REQUIREMENTS:
(1) Set down the passage of the literature review on the college wage premium that starts with "Murphy & Welch (1989) further" and goes on through "5.6 percentage points.".
(2) In the literature review on the college wage premium, what does Card (1999) say the education variable should be measured by?

DOCUMENT PASSAGE:
SECTION II. LITERATURE REVIEW
This section explores the theoretical and empirical literature on college wage premium in the United States. We first assess the human capital model which was initially propounded by Becker (1964) and later improved on by Mincer (1974). The model is a core econometric model in labor economics and it has become the standard framework for specifying all wage models in most empirical papers. According to Mincer (1974), education and experience are considered as the pivotal means by which the individual increases his productivity and earnings in the labor market.
Following Mincer’s (1974) wage model specification, Card (1999) posits that two hypotheses must hold to allow a meaningful assessment on the true return to education. First, he asserts that in the standard human capital earning function, the education variable is measured correctly when the number of years of completed education is used rather than the individual’s level of education which is always measured as a categorical variable. Secondly, he points out that a year increase in education should affect earnings by the same magnitude, other things being equal. If the two conditions above are satisfied, then one can estimate the true returns to schooling with precision (Card, 1999). The previous discussions indicate that a person who is well-educated or has more years of experience on a job is expected to be efficient and is therefore rewarded financially. Proponents of the human capital model, (Becker, 1964) and (Mincer, 1974) are of the view that the rate of return at a person’s year of education is equivalent to his discounted value of wages over time. It is therefore important for a person to continue his/her education if and only if the internal rate of return outstrips the marginal cost of schooling. Many empirical works in the literature have confirmed how the accumulation of stock of knowledge and the increase in the years of experience of a worker have resulted in an increased wage. For instance, Day and Eric (2002) provide evidence that the annual earnings of a high school graduate were about one-third lower than the earnings of a college graduate.
Many studies also report on how the college wage premium has been fluctuating over the years. To empirically investigate the college wage premium within race, it is important to discuss the reasons which have accounted for the fluctuations in the college wage premium in recent times. According to David (2014), the college wage premium has been increasing over the years due to the high usage of advanced technologies in the operations of many companies. Advanced economies like the United States and Japan deploy sophisticated machines in most sectors of the economy. Because of this, most employers prefer to hire individuals who are technically savvy enough to work in computer-based environment. The structure of the educational system of a country determines the flow of skilled personnel and given that the higher the education of the individual, the greater his skills, the college wage premium will continue to rise (Krueger, 1993). On the contrary, Murphy & Welch (1989) argue that one factor which drives the return to education is the interplay of demand and supply of college graduates. In this regard, if individuals observe that attaining higher level of education induces greater returns of schooling, then many people will be motivated to further their education. When this happens, the returns to schooling will be reduced if the demand of college graduates is not strong to outweigh the supply. Their study highlights that the college wage premium will increase when the growth in the demand for college graduates exceeds the growth in the supply.
Murphy & Welch (1989) further claims that the variation in the college wage premium is subject to questions. This is because an increase in college premium can be due to an increase in the wages of college graduates or a fall in the wages for high school graduates. In analyzing whether the increase in the college premium in the 1980’s was due to college wage increase or a decline in high school graduate wages, the study uses a price deflator to overcome the problem. The consumer price index (CPI) helps to change the nominal wages of both college graduate and high school graduate into real wages which facilitates comparison at the same level. The study concludes that between 1979 and 1986 real wages of high school graduates declined by about 6.5 percentage points while that of college graduates during the same period rose by 5.6 percentage points.

SUPPLIED MATERIAL:
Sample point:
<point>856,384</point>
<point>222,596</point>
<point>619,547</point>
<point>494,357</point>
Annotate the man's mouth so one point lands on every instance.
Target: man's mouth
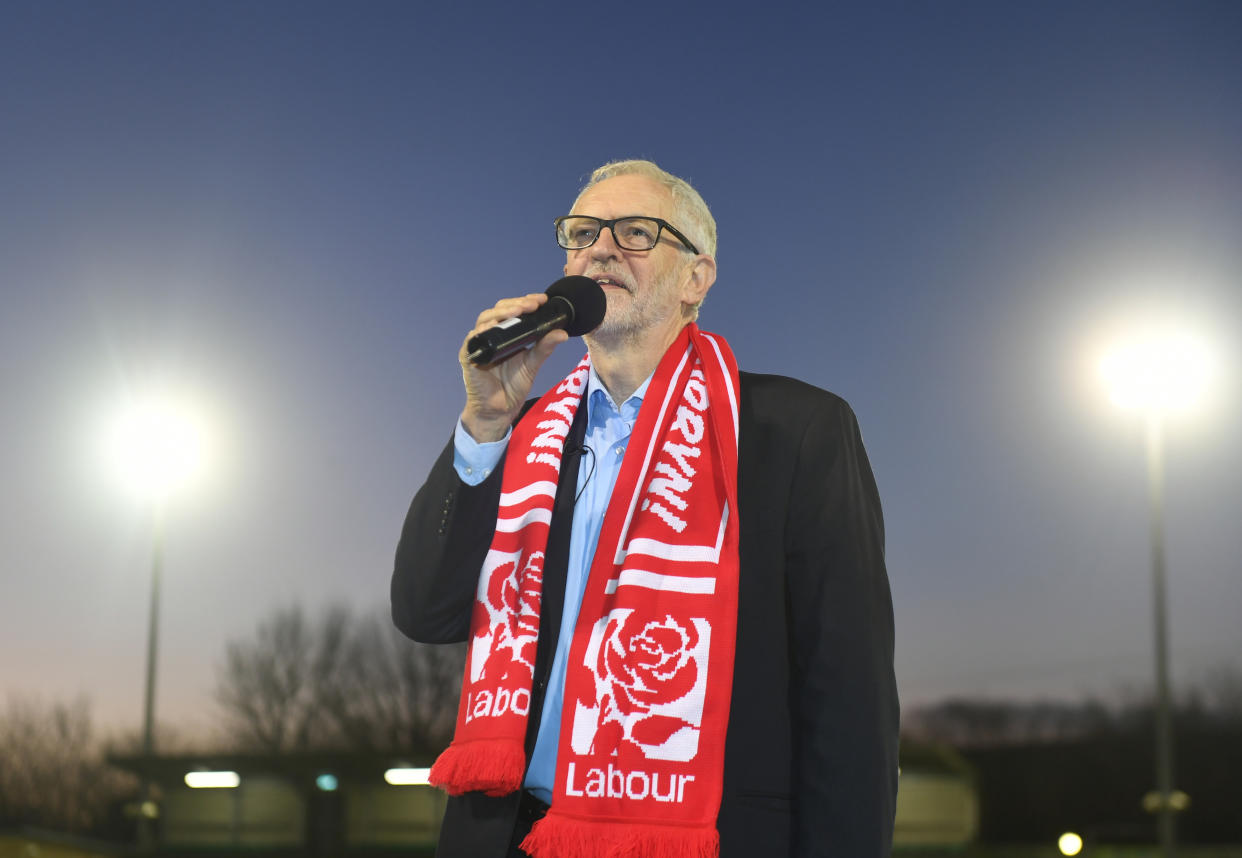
<point>606,281</point>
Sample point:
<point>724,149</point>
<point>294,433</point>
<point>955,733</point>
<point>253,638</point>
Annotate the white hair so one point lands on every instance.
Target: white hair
<point>691,212</point>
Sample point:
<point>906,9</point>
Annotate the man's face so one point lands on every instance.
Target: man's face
<point>643,288</point>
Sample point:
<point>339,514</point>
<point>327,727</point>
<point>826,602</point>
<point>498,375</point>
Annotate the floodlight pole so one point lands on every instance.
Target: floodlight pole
<point>1165,828</point>
<point>145,821</point>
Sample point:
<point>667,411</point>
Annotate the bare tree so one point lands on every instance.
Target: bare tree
<point>54,774</point>
<point>340,682</point>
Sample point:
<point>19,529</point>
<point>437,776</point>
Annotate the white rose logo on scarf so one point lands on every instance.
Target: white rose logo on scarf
<point>509,605</point>
<point>650,681</point>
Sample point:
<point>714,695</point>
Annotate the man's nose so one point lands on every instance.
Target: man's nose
<point>605,245</point>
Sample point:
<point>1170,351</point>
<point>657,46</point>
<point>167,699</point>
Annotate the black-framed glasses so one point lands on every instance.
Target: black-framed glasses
<point>632,234</point>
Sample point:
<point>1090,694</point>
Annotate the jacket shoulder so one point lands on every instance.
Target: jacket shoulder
<point>775,394</point>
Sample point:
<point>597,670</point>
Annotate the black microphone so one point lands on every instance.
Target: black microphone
<point>574,303</point>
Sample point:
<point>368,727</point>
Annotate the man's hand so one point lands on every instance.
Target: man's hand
<point>494,394</point>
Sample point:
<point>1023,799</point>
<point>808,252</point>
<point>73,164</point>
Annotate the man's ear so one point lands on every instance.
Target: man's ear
<point>698,279</point>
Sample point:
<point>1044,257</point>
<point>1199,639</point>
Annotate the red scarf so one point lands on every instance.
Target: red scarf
<point>650,674</point>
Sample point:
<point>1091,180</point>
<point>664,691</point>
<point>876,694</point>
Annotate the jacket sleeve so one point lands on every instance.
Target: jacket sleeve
<point>843,692</point>
<point>445,538</point>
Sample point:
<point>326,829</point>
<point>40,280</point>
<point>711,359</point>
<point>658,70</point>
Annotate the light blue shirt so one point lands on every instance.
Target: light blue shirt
<point>607,433</point>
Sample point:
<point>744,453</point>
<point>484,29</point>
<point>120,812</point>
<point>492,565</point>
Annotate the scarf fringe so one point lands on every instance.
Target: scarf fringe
<point>494,766</point>
<point>560,836</point>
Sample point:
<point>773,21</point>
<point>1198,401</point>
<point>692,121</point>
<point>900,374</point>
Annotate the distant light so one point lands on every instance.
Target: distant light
<point>407,776</point>
<point>213,780</point>
<point>157,445</point>
<point>1158,370</point>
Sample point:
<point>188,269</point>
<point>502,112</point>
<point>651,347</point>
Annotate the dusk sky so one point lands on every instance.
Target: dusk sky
<point>294,211</point>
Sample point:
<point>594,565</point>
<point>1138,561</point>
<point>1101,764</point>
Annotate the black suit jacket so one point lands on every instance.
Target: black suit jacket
<point>810,764</point>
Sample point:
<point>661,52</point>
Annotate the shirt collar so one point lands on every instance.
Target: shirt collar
<point>596,394</point>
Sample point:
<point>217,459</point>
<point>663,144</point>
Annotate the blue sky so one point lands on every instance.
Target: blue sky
<point>297,210</point>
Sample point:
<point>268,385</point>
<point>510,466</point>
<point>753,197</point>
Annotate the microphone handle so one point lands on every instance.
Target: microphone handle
<point>493,347</point>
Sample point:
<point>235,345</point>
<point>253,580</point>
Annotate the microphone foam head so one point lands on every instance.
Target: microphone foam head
<point>586,299</point>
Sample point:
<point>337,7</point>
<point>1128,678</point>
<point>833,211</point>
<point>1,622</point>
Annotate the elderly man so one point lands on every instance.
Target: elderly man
<point>671,575</point>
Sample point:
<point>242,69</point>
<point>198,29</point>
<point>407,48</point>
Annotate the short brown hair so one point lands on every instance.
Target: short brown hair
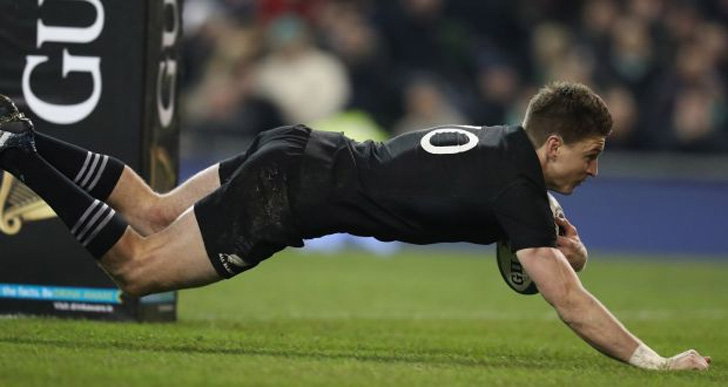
<point>567,109</point>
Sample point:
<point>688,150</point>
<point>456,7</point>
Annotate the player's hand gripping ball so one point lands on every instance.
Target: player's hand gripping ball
<point>508,263</point>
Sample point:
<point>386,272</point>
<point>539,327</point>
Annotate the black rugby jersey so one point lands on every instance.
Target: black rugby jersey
<point>444,184</point>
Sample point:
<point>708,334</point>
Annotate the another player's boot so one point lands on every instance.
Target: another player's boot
<point>16,130</point>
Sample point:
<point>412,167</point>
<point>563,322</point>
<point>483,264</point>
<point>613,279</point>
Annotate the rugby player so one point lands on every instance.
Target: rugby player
<point>446,184</point>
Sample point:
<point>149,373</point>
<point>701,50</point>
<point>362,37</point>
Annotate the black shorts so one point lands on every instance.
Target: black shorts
<point>249,218</point>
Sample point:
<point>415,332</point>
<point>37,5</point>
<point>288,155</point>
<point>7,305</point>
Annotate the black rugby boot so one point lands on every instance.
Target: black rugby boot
<point>16,130</point>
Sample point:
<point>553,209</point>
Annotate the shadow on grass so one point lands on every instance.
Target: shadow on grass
<point>429,357</point>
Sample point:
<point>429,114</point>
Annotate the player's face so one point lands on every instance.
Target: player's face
<point>571,164</point>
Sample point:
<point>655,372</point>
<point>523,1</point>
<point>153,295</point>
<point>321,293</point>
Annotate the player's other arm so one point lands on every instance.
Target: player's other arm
<point>558,284</point>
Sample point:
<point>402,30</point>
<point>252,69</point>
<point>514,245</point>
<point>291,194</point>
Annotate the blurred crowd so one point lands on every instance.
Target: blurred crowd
<point>378,68</point>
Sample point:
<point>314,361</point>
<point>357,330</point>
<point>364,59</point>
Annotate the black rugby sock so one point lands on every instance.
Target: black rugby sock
<point>93,223</point>
<point>95,173</point>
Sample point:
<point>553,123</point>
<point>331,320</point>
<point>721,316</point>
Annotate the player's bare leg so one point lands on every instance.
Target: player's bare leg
<point>174,258</point>
<point>110,180</point>
<point>148,211</point>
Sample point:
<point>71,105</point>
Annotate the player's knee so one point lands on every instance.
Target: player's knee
<point>135,278</point>
<point>159,213</point>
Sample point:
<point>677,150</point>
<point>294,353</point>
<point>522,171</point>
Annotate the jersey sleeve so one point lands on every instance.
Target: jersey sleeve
<point>524,214</point>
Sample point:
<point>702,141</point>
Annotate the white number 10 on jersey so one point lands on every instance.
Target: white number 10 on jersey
<point>427,145</point>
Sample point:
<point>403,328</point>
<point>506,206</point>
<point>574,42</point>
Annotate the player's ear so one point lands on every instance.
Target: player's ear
<point>553,146</point>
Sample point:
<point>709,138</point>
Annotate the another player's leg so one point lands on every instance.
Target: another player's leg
<point>110,180</point>
<point>93,223</point>
<point>173,258</point>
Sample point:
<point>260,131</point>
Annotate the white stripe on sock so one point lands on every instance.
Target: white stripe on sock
<point>98,174</point>
<point>99,228</point>
<point>84,216</point>
<point>91,170</point>
<point>93,221</point>
<point>83,169</point>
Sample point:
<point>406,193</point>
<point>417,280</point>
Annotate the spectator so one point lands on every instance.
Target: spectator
<point>426,106</point>
<point>305,82</point>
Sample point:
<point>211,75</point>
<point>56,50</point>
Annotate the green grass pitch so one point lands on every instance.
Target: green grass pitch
<point>436,318</point>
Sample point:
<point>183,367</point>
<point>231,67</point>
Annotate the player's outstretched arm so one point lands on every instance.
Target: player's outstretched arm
<point>558,284</point>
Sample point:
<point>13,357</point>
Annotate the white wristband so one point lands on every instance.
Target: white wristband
<point>645,357</point>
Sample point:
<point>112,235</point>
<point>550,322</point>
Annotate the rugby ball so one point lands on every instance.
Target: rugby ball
<point>508,264</point>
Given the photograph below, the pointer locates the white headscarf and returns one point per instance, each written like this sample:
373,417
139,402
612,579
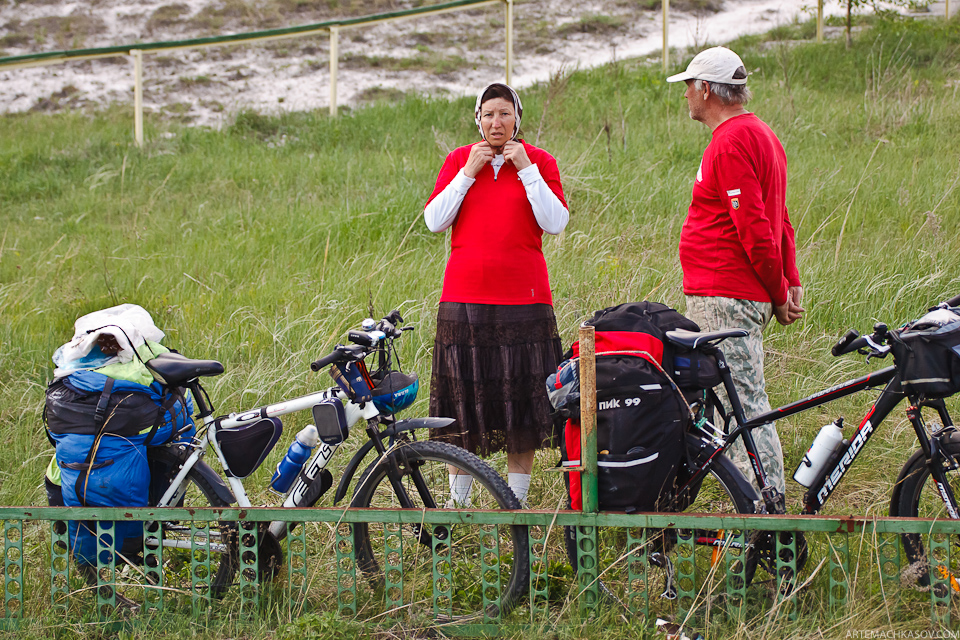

ANSWERS FOR THE EXERCISE:
(1)
Murphy & Welch (1989) further claims that the variation in the college wage premium is subject to questions. This is because an increase in college premium can be due to an increase in the wages of college graduates or a fall in the wages for high school graduates. In analyzing whether the increase in the college premium in the 1980’s was due to college wage increase or a decline in high school graduate wages, the study uses a price deflator to overcome the problem. The consumer price index (CPI) helps to change the nominal wages of both college graduate and high school graduate into real wages which facilitates comparison at the same level. The study concludes that between 1979 and 1986 real wages of high school graduates declined by about 6.5 percentage points while that of college graduates during the same period rose by 5.6 percentage points.

(2) The number of years of completed education, rather than the individual's level of education.